* [課題文]
<<<<

『父の秘密』を渋谷のユーロスペースで見ました。
(1)カンヌ映画祭で評価された映画だと聞いて、映画館に行ってきました。
母親を交通事故で失った高校生アレ(テッサ・イア)は、高級リゾート地のプエルト・ヴァラルタを引き払って、父・ロベルトとともにメキシコ・シティにやってきます。
そして、新しい学校で知り合ったクラスメイトたちと(注1)、週末に別荘に遊びに行くことに。
ところが、飲んだ酒の勢いで男子生徒とセックスをしてしまい、その際撮られた動画が学校中にばらまかれてしまいます。
そこから、彼女に対するいじめがとても酷いものになっていきます(注2)。
でも、妻を交通事故で亡くして不安定な父に(注3)、アレはそのことを打ち明けられません(注4)。
そんな時に、アレは皆と一緒に臨海学校に行かなくてはいけなくなりますが、そこで事件が起きます。
一体どんな事件であり、それに対してロベルトはどのような態度をとるのでしょうか、………?
ほとんど見たことがないメキシコ映画であり、またストーリーも深刻なものですが、アレを演じる若い女優のテッサ・イアが魅力的であり、感銘を受けました。
(2)映画の冒頭は、プエルト・ヴァラルタにある車の修理工場のシーンで、修理工から説明を受けた男(映画をしばらく見ているとアレの父・ロベルトだとわかります)が、書類にサインをした上で修理済みの車に乗り込みます。修理工場を出ると大きな道路を走らせますが、ある信号で車を止めエンジンを切ったと思ったら、男はドアを開け、車をそのまま置いて歩き去ってしまうのです。
男は、交通事故で壊れた車を修理したものの、それにまつわる忌まわしい記憶(その男の妻がその交通事故で亡くなったのです)に耐えがたくなって、車を飛び出したようなのです。
言ってみれば、こんなことが「父の秘密」、父が娘にはっきりと言わないこと、なのでしょう(注5)。
すべては、アレと父がメキシコ・シティに来る前に起きたことです。
あとでアレは、鍵のついた車が見つかったとの連絡をプエルト・ヴァラルタにいる伯母から受け(注6)、父に何かあったに違いないと感じて、プエルト・ヴァラルタに戻ろうとしますが、結局は行きませんでした。
とはいえ、本作においてはむしろ、アレ自身が学校で受けている激しいいじめの方が、ずっと大きな「娘の秘密」、娘が父にはっきりと言わないこと、になってしまっています(注7)。
そして、それが明らかになった時に、ロベルトはある激しい行動をとってしまいます。
こんなところからすると、「父の秘密」という邦題は余り適当ではないような感じがします(注8)。
それはともかく、本作を見たのとちょうど同じ頃、TSUTAYAの新作の棚に『シークレット・オブ・マイ・マザー』(2011年、フランス映画:日本未公開)のDVDが置いてありましたので、借りてきて見てみました。

>>>>

* [課題]
[A] 『父の秘密』の感想文によると、映画の冒頭で男が信号で車を止め、その車を置いたまま歩き去ってしまうのはなぜか。感想文の説明に沿って一、二文で答えよ。
[B] 『父の秘密』の感想文の筆者は、この映画をどこの映画館で見たか。
[C] 『父の秘密』の感想文を、最後の文の続きから書き進めよ。
このデータは今回の作業には関係しない。

* [抽出データ]
<<<<

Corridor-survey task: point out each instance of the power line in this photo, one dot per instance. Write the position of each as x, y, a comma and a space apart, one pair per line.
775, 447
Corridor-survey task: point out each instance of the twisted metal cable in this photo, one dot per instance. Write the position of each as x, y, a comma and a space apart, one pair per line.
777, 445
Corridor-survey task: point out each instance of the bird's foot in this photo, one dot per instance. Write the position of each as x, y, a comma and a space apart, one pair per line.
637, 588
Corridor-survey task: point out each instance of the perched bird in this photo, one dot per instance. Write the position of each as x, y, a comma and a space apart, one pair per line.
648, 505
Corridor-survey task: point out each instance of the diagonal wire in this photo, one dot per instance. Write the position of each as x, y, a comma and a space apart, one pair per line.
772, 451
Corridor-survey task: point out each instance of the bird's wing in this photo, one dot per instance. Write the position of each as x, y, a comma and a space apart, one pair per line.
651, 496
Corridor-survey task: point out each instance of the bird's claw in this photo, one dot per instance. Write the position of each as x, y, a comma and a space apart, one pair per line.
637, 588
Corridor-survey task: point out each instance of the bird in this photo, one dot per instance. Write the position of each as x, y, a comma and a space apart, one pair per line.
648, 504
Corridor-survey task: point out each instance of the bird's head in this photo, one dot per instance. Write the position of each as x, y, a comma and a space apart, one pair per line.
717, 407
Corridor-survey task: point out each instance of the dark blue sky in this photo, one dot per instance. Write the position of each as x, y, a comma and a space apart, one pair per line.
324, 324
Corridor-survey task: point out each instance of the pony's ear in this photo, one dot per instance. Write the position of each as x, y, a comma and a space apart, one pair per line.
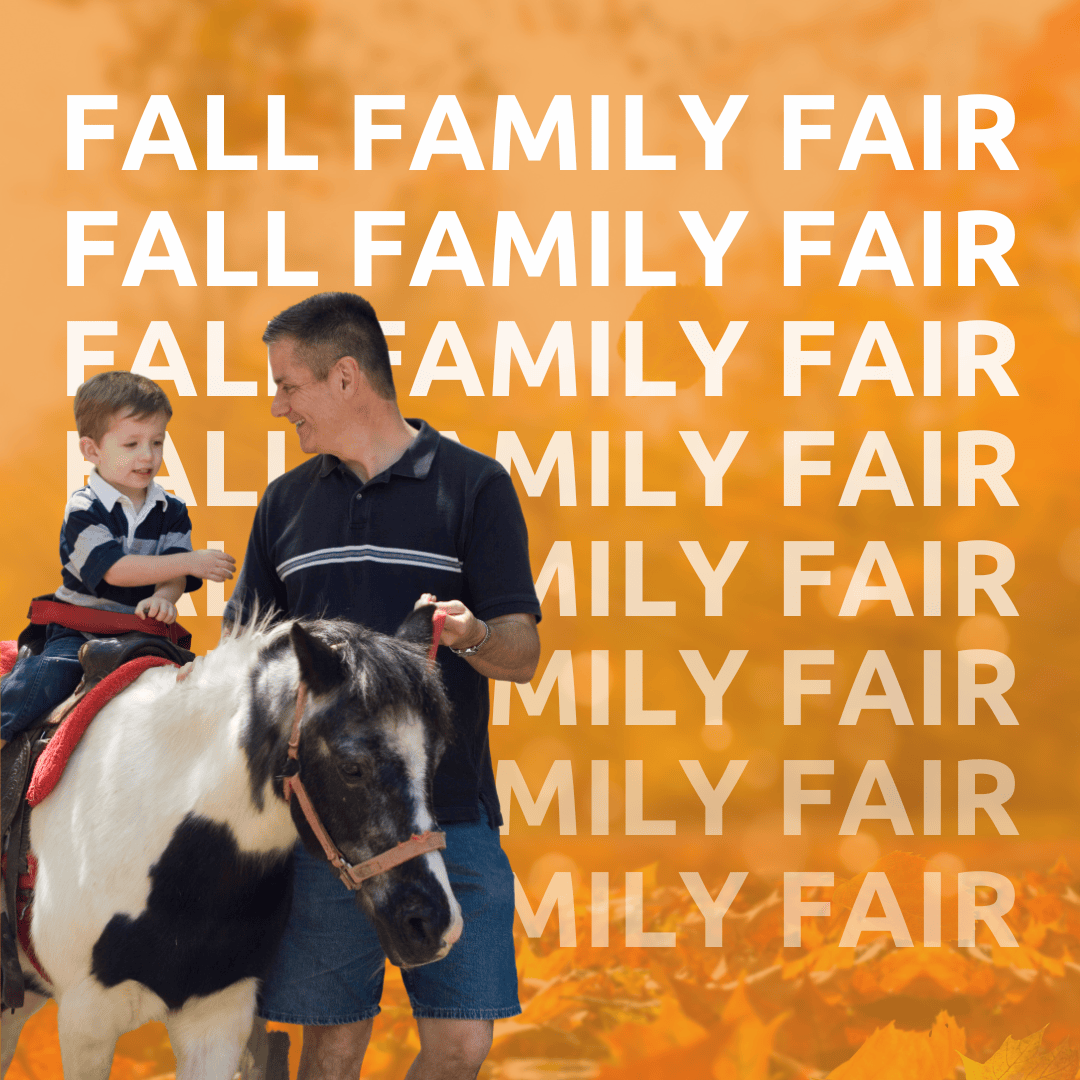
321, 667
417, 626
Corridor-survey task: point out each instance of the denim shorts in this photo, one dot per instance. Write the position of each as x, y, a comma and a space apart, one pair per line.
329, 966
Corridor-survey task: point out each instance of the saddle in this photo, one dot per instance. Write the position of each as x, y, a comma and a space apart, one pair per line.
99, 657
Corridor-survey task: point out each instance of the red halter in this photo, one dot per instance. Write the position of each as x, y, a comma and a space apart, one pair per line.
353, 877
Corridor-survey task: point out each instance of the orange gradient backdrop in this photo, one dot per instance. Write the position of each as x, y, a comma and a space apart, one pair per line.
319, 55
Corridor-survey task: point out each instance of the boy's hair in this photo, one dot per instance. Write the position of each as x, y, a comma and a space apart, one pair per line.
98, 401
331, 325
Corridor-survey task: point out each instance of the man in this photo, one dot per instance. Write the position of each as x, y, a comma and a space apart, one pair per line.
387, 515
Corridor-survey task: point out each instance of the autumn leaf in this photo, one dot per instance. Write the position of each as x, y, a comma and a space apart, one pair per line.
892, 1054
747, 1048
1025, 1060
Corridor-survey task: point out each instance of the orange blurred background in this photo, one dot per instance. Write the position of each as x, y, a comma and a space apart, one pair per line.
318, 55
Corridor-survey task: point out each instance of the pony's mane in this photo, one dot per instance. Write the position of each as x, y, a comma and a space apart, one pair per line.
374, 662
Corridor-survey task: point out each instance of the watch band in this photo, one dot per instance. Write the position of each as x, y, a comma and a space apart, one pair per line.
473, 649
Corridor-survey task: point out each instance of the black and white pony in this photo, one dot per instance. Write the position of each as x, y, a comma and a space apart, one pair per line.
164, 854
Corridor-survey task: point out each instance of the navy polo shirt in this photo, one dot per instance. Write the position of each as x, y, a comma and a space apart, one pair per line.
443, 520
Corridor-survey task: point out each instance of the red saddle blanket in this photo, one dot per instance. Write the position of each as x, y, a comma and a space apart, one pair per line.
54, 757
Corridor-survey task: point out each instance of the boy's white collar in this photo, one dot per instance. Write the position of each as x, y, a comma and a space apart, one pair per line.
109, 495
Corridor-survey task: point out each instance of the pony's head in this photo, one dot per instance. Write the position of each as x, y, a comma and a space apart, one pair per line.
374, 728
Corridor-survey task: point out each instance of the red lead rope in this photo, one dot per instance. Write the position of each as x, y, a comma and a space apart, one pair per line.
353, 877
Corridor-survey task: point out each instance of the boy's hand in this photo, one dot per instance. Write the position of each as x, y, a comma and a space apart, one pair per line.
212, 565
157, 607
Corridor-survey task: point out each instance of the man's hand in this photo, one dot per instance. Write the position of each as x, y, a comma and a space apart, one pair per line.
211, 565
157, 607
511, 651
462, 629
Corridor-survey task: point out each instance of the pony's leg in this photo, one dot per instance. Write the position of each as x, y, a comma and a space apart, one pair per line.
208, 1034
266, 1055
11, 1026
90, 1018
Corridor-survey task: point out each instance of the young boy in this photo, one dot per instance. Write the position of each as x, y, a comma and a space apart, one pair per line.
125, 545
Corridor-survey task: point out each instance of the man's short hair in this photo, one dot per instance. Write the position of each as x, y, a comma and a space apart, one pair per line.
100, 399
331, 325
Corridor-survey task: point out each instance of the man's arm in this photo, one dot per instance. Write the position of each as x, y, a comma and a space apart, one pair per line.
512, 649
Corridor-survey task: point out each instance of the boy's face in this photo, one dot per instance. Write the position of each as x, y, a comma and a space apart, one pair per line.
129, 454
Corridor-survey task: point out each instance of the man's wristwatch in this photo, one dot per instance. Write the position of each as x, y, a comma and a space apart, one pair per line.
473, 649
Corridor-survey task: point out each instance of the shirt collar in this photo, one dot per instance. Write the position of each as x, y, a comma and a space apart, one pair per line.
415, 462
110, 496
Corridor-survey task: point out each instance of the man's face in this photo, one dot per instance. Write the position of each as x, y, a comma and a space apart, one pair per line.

>>>>

* [課題別の解答]
[A] 男は交通事故で壊れた車を修理したが、その事故で妻を亡くしたという忌まわしい記憶に耐えられなくなったからである。そのため車を飛び出したようだと感想文は説明している。

[B] 渋谷のユーロスペースである。

[C]
この映画の主人公は、パリで暮らすマーティン、小さい頃両親が離婚し、父と一緒に住んでいます。ちょうど恋人との関係がギクシャクしだした頃、ロスに住む母が亡くなったとの連絡を受け、遺産手続き(アパートメントの処分)のにために渡米します。
マーティンは、母が自分のことを嫌っていたと思い込んでいますが(そのため、離別後一度も会ってはいません)、母はどうやらローラという女性と親密な関係があったらしいことがわかってきます。
それで、彼女が住んでいるらしい国境近くのメキシコのティフアナまで出かけます。ですが、探し出したローラはストリップクラブのダンサーなのです。
いったい母とローラとの関係はどんなものだったのでしょうか、………?
という具合に、こちらの作品はまさに“母の秘密”と題してもふさわしい内容です(注9)。
それでこの映画は本作とは余り共通点がなさそうにも思えるところ、親と子のコミュニケーションの断絶という観点から見れば、通じるところがあるのではと思いました。
なにしろ、本作では、アナと父・ロベルトは、毎日いっしょに暮らしているにもかかわらず、お互い肝心なことは何もいわないのですし、この映画でも、マーティンと母親との関係は切れていますし、一緒に暮らす父との関係も親密なものとはいえません。
ただ、大きな違いもあります。コミュニケーションの断絶が、この映画では大きな事件を引き起こすわけではないものの、本作の場合はとても恐ろしい事態を招くことになるのですから。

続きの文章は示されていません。